Job: Please rewrite everything from the start of the data down to the line containing "198L162 208L170 209L170", changing "black plastic pot" to "black clay pot" and leaving all else unchanged.

Object outline annotations
^^^^^^^^

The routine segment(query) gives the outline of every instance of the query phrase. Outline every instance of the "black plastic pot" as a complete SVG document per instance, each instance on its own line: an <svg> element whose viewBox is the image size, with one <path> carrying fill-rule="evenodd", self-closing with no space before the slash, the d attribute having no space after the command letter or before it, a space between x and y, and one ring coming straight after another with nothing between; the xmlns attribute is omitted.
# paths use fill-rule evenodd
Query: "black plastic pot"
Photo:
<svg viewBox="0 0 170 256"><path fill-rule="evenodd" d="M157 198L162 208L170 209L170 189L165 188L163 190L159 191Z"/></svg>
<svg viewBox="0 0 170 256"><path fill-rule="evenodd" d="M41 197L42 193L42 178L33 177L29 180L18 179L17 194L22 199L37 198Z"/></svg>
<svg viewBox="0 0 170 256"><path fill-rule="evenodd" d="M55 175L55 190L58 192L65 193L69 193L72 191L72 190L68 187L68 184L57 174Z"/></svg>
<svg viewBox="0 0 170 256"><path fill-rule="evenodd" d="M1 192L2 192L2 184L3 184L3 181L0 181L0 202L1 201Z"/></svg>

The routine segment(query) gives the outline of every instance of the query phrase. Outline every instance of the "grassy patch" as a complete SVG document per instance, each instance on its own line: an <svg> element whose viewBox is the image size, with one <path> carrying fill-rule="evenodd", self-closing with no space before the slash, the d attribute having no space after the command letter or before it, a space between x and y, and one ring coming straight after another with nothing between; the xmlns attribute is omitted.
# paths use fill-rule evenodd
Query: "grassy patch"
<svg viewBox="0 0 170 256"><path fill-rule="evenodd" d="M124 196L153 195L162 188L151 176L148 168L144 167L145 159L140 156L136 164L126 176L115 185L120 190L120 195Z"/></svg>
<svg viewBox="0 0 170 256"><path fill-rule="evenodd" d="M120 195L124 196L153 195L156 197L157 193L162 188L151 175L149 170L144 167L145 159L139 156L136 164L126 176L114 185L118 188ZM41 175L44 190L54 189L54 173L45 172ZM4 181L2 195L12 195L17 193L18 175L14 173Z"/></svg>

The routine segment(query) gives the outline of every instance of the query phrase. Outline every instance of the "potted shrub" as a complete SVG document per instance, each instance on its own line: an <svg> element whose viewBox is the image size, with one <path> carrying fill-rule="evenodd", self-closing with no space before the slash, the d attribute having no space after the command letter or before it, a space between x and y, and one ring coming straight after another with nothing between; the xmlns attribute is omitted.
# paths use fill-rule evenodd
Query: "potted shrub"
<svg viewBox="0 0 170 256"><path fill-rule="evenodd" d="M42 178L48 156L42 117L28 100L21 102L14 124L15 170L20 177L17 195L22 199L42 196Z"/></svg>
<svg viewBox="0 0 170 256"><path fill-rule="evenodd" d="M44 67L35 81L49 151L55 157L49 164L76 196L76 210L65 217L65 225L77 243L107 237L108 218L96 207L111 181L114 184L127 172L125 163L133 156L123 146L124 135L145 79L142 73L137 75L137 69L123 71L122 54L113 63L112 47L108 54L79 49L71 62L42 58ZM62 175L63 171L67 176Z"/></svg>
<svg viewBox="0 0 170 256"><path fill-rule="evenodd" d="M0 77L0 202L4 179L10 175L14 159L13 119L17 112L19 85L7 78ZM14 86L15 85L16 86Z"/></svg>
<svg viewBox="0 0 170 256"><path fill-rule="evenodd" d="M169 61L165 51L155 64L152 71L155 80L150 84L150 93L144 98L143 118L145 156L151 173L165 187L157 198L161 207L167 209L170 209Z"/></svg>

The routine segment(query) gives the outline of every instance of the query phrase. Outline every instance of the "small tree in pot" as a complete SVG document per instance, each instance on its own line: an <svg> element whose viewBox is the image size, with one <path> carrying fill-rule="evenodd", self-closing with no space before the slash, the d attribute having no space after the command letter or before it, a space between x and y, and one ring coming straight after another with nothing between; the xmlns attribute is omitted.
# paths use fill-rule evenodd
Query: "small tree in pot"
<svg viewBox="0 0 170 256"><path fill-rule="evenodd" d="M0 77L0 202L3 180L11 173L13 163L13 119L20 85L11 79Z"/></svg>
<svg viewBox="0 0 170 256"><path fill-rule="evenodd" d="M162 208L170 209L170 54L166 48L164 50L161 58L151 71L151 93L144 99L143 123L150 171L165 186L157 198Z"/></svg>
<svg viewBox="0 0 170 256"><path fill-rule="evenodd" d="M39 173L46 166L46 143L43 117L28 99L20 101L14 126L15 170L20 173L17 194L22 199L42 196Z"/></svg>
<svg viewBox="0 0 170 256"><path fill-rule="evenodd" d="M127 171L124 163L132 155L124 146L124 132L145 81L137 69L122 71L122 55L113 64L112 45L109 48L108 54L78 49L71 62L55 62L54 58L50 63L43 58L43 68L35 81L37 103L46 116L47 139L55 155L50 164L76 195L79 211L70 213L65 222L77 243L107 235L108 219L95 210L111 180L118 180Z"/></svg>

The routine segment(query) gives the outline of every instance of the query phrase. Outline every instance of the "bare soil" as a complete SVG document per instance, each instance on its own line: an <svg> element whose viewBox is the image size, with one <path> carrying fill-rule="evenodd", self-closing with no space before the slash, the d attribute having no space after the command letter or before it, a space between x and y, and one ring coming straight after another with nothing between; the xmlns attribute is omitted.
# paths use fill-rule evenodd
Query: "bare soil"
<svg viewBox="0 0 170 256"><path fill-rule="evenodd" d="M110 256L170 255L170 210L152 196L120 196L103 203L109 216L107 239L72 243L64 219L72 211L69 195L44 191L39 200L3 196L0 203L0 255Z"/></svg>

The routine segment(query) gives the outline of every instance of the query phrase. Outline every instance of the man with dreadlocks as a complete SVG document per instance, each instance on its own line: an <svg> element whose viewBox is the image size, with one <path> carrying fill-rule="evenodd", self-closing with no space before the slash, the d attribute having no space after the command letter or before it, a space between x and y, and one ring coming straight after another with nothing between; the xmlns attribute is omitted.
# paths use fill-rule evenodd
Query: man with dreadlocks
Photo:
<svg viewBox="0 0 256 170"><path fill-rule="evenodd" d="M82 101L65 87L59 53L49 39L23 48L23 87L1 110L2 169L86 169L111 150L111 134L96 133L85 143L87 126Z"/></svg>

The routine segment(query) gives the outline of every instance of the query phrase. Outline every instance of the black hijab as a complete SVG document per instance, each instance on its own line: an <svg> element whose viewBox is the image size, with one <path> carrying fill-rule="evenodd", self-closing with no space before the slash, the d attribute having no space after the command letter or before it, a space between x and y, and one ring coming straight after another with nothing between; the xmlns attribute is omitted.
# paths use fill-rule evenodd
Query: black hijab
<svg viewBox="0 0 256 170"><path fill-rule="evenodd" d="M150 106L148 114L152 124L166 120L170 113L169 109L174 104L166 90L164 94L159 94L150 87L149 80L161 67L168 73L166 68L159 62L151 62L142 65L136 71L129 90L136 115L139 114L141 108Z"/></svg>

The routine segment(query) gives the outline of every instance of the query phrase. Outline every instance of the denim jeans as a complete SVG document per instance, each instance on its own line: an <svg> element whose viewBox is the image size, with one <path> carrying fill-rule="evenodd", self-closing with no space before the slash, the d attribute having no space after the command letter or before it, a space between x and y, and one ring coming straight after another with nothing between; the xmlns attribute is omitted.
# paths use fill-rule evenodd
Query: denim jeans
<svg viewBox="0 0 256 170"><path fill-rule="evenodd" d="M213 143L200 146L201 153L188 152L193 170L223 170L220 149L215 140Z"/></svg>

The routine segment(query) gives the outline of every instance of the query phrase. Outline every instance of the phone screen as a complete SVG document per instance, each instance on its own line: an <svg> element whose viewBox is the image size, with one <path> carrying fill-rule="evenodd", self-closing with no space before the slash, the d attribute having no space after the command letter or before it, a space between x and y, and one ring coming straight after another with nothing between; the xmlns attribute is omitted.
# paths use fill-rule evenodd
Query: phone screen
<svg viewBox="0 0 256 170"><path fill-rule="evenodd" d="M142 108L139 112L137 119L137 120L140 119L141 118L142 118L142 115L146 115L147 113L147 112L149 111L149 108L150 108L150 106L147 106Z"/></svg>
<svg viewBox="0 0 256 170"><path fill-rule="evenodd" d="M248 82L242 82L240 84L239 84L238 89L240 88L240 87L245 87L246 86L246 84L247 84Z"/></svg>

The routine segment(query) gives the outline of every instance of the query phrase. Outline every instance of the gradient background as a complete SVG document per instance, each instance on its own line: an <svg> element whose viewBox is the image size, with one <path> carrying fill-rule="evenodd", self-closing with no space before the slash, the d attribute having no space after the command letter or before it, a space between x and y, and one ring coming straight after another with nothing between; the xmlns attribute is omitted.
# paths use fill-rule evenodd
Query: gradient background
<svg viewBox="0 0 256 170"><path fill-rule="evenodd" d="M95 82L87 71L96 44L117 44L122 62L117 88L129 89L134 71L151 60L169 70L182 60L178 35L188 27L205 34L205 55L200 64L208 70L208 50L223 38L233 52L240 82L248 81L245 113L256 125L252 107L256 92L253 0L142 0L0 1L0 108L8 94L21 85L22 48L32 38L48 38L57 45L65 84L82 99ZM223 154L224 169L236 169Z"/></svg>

^^^^^^^^

Exercise solution:
The routine segment(query) gives the outline of every instance of the query phrase. Outline every instance of the "black clay pot" as a complete SVG document per instance, each instance on its own line: an <svg> element whose viewBox is the image size, with one <path> carrying fill-rule="evenodd", self-closing with no space before the slash, the d attribute having no space after the command letter or before it, a space between x and y, and one ring coming straight after another with nothing between; the xmlns attribute is omitted.
# paths use fill-rule evenodd
Query: "black clay pot"
Photo:
<svg viewBox="0 0 170 256"><path fill-rule="evenodd" d="M157 198L162 208L170 209L170 189L165 188L163 190L159 191Z"/></svg>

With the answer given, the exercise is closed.